◆ Problem requirements
Could you print every entry below exactly as given?

◆ Task material
---

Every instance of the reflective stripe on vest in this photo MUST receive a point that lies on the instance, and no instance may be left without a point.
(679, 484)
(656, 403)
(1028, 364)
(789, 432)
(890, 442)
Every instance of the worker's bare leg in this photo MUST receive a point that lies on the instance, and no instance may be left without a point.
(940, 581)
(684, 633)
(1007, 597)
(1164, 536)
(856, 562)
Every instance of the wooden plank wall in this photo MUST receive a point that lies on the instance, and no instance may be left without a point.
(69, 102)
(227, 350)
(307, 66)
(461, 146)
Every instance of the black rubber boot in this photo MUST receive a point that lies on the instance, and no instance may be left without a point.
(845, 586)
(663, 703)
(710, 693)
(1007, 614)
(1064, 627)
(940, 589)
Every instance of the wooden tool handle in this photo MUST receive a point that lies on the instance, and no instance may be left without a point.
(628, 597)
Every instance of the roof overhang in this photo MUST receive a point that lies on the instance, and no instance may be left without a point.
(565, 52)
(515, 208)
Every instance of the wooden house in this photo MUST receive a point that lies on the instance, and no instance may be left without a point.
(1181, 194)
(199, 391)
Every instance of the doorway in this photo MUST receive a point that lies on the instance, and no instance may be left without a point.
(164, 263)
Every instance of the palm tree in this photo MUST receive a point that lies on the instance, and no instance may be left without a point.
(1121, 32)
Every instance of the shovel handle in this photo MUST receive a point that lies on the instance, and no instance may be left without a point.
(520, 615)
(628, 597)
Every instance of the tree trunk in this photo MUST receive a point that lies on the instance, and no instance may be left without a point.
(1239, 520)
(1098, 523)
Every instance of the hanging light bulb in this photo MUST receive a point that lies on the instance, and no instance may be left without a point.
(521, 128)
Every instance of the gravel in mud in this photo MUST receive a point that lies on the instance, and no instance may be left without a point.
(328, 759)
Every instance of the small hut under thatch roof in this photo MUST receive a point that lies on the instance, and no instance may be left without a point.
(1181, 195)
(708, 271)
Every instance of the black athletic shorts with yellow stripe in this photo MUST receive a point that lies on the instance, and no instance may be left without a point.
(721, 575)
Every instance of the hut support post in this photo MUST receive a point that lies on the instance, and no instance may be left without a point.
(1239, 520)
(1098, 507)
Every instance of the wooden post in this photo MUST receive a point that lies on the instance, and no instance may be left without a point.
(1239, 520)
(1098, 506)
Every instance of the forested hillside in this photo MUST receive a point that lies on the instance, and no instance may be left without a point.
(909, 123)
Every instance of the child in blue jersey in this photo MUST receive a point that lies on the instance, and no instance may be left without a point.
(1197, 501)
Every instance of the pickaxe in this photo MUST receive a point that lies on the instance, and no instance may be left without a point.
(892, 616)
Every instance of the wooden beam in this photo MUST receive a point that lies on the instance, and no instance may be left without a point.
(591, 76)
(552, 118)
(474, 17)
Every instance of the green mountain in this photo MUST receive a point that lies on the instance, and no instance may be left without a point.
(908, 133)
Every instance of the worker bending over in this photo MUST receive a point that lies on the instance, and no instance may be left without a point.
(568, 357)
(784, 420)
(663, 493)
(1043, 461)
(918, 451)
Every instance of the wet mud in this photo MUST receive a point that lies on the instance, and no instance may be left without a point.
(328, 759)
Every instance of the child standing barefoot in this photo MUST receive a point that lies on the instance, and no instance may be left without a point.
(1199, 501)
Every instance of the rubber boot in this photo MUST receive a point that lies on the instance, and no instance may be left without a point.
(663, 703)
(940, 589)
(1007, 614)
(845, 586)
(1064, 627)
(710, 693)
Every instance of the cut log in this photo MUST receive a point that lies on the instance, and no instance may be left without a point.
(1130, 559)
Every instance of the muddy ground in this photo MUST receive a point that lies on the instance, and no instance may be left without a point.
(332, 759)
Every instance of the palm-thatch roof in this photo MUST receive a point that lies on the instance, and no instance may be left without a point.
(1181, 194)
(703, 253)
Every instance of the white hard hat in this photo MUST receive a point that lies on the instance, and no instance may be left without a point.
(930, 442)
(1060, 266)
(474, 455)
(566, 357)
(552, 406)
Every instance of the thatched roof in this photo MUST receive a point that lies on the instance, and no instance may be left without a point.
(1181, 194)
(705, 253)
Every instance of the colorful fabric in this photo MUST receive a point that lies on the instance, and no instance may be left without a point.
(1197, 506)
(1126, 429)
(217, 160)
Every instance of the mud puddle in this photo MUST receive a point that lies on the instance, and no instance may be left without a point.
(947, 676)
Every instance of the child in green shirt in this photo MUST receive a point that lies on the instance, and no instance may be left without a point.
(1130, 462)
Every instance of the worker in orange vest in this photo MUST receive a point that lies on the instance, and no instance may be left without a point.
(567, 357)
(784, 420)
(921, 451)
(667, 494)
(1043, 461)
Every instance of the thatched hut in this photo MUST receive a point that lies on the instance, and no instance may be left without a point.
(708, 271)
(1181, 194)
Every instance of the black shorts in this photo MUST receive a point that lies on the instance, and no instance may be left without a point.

---

◆ Exercise response
Every instance of the reflective stripe on vest in this photo MUST receive a point that lies on the instance, and no instance may be left without a point.
(679, 484)
(656, 403)
(1028, 364)
(789, 432)
(890, 442)
Every instance of the worker's bare leg in this photo MUST receive a point that lies on the instance, and no instance may be left without a point.
(940, 581)
(684, 633)
(1007, 597)
(1164, 536)
(856, 562)
Every instance of the wooden plank wall in this photo MUST receive a point that lies on the instance, and no instance may be left without a point.
(69, 102)
(227, 350)
(307, 66)
(461, 146)
Every instance of the black rubber boot in this photo MUST receive a point that lies on the instance, and no instance may be left without a point.
(845, 586)
(663, 703)
(710, 693)
(1007, 614)
(1064, 627)
(940, 589)
Every instance of the wooden tool handle in this photo MUST receive a point that lies on the instance, and no instance may be left without a point.
(628, 597)
Every instance of the roof overhang in this photo MUST receive a point that lies on the instance, and no instance may be left without a point.
(565, 52)
(515, 208)
Every instance of the wooden house in this photo MUST receive a point that lies on the instance, and no instance may be left without a point.
(1181, 194)
(199, 391)
Every instance of the doorway in this photo MUST receive a point that lies on the instance, and no instance may be left without a point.
(164, 263)
Every instance of the palm tree in this photo MUST receive a point that lies on the instance, and no instance may be left without a point.
(1121, 32)
Every instance of the shovel handle in this photo MUST receive a point that lies on the instance, and no instance may be left without a point.
(520, 615)
(628, 597)
Every instance of the tree trunk in this photo MUST receive a point that lies on the instance, and no instance may be left without a point.
(1239, 520)
(1098, 523)
Every instance of the hanging light bulb in this photo MUST receive a point that lies on the instance, and no instance may be left without a point.
(521, 128)
Every instance of the gravel in mud in this photo MUST receive a point that lies on the instance, and no instance may be left without a point.
(328, 759)
Every instance of the small hut under thatch roof in this photo MUST receive a point that lies on the instance, and no instance may be left without a point.
(1181, 195)
(708, 271)
Every instance of the black athletic shorts with yellow stripe in this photo MUST receive a point that lies on the instance, and no instance may be left without a point.
(721, 575)
Every instance of the hut support post in this photo MUST receive a point that lies on the instance, and no instance may be left without a point.
(1239, 520)
(1098, 507)
Every instance of the wooden post in this photo MUST receive a point that lies on the instance, and no instance may be left without a point.
(1239, 520)
(1098, 506)
Every instance of the forested hillside in this photo MUST receive a point that lies on the instance, and no instance may be left without a point.
(909, 123)
Every instance of the child in blue jersey in this photo MUST receive a point that lies on the instance, and no instance may be left without a point.
(1197, 501)
Every instance of the pickaxe in this photo MUST receive a point that lies on the instance, and no instance may be left without a point.
(892, 616)
Every instance of the wooden beam in this photo MUST receive a point that lies on the instance, and no instance may be left without a point.
(591, 76)
(552, 118)
(474, 17)
Every instance of the green mountain in this photo MUST receive a point that lies on the instance, and no instance may be left without a point.
(908, 133)
Every instance of the worker bending over in this photo MUST receive a point that lies on the instance, and no instance may be left without a point.
(568, 357)
(784, 420)
(663, 493)
(1043, 461)
(918, 451)
Every instance of the wet mud in this photo MUST receive a point that lies on the instance, and no instance may be left without a point.
(328, 759)
Every instance of the child standing barefoot in this photo MUST receive a point that lies on the instance, and no instance may be left without a point.
(1199, 501)
Every instance of the rubber boot in this photo MUST receive a point that lies on the instance, and no instance may be left without a point.
(663, 703)
(940, 589)
(1007, 614)
(845, 586)
(1064, 627)
(710, 693)
Every instance of the cut log in this photo MUST receive a point that lies on the instance, and no instance may be left without a point.
(1130, 559)
Every instance of the muddy ground in this photo MUST receive a point that lies on the instance, and no instance may be left without a point.
(332, 759)
Every instance of the palm-thatch roof in this photo MUST receive a point that lies on the instance, and no instance may be left without a point.
(1181, 194)
(703, 253)
Every instance of the white hard hat in this photo MUST receive a point that lies on the instance, and no instance may be left without a point.
(930, 442)
(1060, 266)
(474, 455)
(566, 357)
(552, 406)
Every instance of the thatched roof in this photo MUST receive a point that lies on the instance, and no instance may be left without a point.
(1181, 194)
(705, 253)
Every instance of the colorful fabric in this photo MUST receive a point that lies on the instance, and no instance may be left without a point.
(1197, 506)
(1126, 429)
(217, 160)
Every instance of the mud puddle in this photo MUST receive a point that lies on the instance, and no instance may be left without a point.
(947, 676)
Every instance of the child in green shirt in this photo MUST receive a point that lies on the instance, and no instance may be left without a point.
(1130, 462)
Every instance of the worker in orange vest in this photo MUST receive a point that lies on the instance, and no instance may be left without a point.
(567, 357)
(784, 420)
(921, 451)
(667, 494)
(1043, 461)
Every instance of the thatched hut in this photo MUST receive a point that lies on the instance, and no instance may be left without a point.
(708, 271)
(1181, 194)
Every instance of the black shorts in this photo MUST receive a point that lies on the instance, and no instance may be left without a point.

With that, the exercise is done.